● EXERCISE DESCRIPTION: Put everything in the listing from the line containing "--target window with white frame" down to the line containing "88 0 L 55 0", both included, into a Markdown table with the columns Row and Listing line. Number each row and leave out any blank lines.

● RECORDS PROVIDED:

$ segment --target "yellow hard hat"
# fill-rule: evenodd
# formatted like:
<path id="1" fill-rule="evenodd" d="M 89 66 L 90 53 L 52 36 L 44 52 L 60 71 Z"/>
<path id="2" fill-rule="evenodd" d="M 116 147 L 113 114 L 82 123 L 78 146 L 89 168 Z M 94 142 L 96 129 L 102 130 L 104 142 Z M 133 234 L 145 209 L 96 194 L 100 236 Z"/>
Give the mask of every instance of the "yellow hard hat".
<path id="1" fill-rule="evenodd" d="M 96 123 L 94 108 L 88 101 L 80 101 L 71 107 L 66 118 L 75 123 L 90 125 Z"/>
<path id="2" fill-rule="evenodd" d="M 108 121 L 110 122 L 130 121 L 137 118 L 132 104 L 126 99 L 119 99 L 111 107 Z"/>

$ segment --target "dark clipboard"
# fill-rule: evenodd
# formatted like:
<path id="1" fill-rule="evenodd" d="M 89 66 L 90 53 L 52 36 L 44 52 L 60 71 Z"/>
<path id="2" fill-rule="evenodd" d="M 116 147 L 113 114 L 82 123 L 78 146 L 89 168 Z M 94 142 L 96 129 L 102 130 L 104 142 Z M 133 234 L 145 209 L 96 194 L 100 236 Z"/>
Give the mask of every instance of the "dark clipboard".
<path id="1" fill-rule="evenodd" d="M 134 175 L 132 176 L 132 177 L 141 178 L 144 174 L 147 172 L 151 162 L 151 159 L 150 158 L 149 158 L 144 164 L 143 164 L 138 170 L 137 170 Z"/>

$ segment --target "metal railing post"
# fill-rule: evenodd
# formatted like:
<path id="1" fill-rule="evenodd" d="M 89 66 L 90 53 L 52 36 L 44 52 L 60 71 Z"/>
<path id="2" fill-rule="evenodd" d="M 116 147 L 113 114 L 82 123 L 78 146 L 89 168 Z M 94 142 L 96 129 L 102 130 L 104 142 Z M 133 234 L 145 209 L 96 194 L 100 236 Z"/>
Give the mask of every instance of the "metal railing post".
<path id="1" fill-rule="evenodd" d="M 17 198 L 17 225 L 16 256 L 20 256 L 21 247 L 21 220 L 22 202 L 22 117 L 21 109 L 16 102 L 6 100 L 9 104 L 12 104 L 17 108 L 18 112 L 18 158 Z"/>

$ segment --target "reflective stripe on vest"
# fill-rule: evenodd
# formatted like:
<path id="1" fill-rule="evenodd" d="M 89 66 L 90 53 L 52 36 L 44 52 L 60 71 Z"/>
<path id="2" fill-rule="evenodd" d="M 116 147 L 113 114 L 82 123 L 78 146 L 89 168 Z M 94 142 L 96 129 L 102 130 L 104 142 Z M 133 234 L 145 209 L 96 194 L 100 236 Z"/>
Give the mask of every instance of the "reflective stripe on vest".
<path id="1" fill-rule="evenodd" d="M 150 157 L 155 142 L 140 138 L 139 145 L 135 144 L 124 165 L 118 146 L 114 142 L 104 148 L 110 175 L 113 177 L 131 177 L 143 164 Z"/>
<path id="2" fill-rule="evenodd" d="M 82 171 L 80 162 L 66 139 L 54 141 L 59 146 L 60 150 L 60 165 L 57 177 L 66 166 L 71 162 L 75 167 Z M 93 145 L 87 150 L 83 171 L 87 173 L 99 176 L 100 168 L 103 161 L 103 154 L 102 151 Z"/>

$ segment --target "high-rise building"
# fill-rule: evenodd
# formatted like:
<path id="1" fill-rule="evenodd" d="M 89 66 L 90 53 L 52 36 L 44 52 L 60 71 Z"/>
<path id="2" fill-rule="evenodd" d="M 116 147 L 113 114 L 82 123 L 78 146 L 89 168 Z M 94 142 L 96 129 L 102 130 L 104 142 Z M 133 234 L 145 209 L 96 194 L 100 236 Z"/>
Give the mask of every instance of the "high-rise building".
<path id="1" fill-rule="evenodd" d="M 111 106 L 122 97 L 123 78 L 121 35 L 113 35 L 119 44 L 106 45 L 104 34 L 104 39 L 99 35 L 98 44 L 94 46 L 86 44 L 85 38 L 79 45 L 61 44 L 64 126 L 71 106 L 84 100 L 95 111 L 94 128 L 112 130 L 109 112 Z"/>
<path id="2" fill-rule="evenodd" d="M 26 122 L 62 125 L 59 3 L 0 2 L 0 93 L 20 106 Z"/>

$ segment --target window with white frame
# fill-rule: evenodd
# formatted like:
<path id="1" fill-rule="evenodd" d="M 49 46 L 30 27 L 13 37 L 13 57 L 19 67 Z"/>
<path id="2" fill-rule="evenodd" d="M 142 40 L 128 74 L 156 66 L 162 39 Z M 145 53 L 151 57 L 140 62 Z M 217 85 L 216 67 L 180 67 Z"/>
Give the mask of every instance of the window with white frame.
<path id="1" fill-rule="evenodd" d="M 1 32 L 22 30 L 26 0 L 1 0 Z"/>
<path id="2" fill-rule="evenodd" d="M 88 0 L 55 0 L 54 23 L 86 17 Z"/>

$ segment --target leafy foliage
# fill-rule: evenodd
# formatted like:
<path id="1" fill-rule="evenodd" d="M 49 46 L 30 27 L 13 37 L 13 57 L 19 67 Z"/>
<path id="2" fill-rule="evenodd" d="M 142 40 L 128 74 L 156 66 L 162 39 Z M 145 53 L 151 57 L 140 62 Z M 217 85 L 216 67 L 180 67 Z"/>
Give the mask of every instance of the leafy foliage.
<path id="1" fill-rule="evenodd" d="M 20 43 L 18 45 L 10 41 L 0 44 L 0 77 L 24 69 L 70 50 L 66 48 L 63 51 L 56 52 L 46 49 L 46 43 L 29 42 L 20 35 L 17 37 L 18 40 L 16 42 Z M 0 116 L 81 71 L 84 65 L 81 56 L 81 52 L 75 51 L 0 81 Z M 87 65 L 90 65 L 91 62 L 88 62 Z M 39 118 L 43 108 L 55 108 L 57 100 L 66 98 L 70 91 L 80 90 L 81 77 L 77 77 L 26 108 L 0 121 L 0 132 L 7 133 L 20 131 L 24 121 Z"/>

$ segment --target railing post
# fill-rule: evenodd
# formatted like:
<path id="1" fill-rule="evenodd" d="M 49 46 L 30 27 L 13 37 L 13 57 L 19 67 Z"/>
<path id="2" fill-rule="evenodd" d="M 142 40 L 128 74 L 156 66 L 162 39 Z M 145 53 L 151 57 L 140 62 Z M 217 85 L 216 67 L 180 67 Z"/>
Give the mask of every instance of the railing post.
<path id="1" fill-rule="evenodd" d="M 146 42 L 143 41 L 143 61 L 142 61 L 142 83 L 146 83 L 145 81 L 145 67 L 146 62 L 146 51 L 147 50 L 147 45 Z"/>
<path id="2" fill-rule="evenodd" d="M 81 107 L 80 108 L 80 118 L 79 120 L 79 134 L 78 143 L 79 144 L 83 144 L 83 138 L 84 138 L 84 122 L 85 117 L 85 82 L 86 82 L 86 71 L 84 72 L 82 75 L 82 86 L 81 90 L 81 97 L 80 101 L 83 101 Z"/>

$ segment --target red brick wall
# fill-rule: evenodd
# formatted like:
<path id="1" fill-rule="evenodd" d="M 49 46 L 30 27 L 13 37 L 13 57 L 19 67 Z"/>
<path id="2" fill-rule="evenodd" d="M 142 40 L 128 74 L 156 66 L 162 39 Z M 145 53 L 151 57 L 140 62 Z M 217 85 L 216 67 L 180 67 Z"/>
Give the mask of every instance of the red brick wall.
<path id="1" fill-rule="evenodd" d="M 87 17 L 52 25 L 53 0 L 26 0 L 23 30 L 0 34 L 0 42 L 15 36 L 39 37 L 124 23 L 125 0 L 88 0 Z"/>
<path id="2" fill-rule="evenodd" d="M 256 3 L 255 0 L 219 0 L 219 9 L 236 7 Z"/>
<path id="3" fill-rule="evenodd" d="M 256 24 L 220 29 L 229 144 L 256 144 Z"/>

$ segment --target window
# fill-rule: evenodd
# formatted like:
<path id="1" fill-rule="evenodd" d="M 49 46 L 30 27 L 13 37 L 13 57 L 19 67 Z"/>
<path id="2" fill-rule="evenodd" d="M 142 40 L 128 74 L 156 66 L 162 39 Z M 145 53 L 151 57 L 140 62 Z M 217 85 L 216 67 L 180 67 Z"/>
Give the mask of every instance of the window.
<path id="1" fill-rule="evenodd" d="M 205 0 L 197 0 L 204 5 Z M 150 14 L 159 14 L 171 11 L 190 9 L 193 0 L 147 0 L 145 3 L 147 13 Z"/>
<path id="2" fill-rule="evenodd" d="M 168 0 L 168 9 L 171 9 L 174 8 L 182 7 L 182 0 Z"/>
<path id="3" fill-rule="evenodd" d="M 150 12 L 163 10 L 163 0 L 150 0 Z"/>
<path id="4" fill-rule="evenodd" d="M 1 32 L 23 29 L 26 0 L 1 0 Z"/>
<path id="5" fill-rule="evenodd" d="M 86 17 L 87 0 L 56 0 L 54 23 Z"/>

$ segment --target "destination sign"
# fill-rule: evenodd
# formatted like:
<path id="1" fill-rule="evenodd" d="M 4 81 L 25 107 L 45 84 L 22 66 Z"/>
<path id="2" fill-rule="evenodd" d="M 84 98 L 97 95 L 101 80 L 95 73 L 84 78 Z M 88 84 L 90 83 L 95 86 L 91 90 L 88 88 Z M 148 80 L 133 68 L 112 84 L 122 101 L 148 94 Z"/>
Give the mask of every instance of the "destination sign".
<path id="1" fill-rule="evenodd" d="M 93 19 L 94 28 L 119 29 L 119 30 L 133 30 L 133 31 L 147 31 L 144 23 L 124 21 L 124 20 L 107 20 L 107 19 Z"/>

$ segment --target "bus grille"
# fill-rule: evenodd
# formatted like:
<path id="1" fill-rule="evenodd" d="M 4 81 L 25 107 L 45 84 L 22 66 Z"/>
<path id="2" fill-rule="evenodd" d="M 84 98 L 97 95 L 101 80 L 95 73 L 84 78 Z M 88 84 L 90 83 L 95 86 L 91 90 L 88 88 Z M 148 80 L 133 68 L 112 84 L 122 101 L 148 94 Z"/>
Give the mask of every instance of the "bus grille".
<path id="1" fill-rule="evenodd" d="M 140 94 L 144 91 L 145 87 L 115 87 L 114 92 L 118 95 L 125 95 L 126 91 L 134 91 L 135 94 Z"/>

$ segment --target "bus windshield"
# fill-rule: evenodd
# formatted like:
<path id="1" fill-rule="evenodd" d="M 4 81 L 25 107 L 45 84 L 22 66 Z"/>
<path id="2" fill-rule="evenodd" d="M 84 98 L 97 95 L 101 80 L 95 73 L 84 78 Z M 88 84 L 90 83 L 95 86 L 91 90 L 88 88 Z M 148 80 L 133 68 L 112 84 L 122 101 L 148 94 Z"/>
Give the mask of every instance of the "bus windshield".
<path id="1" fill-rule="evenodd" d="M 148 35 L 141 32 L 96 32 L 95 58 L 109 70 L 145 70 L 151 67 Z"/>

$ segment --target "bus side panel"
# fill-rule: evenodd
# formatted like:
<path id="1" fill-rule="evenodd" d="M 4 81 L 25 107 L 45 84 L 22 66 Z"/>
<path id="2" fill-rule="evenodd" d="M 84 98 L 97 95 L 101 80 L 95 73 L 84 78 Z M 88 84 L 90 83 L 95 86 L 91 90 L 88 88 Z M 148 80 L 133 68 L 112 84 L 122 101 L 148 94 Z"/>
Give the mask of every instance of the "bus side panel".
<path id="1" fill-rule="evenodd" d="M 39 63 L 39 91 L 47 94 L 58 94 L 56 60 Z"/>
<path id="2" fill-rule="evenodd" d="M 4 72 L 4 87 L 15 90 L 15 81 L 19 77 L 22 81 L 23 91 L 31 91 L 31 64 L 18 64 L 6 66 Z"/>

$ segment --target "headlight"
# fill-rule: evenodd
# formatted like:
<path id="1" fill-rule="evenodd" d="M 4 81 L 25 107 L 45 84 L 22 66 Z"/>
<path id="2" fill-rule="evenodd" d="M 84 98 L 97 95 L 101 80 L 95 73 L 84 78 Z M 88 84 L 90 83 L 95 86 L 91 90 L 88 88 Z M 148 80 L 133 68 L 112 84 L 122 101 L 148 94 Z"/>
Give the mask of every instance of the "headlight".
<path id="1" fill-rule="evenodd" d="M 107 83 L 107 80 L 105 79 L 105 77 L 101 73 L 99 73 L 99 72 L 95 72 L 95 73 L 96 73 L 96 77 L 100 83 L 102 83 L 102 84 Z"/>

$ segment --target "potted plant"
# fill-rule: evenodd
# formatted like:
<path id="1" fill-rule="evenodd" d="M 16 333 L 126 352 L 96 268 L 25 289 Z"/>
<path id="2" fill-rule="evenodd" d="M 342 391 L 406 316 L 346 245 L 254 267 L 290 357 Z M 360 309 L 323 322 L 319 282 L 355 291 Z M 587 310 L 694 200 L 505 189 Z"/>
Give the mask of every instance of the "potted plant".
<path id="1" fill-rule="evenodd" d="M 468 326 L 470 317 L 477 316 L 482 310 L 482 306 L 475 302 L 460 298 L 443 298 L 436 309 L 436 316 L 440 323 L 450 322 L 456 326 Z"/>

● OUTPUT FOR THIS EXERCISE:
| Row | Listing line |
|---|---|
| 1 | $ segment --target window with white frame |
| 2 | # fill-rule: evenodd |
| 3 | # formatted like: |
| 4 | <path id="1" fill-rule="evenodd" d="M 49 46 L 30 27 L 13 37 L 13 57 L 19 67 Z"/> |
| 5 | <path id="2" fill-rule="evenodd" d="M 142 40 L 128 74 L 156 66 L 162 39 Z M 145 53 L 151 57 L 140 62 Z M 217 85 L 216 67 L 180 67 Z"/> |
| 6 | Give the mask of every instance of the window with white frame. |
| 7 | <path id="1" fill-rule="evenodd" d="M 1 32 L 22 30 L 26 0 L 1 0 Z"/> |
| 8 | <path id="2" fill-rule="evenodd" d="M 88 0 L 55 0 L 54 23 L 86 17 Z"/> |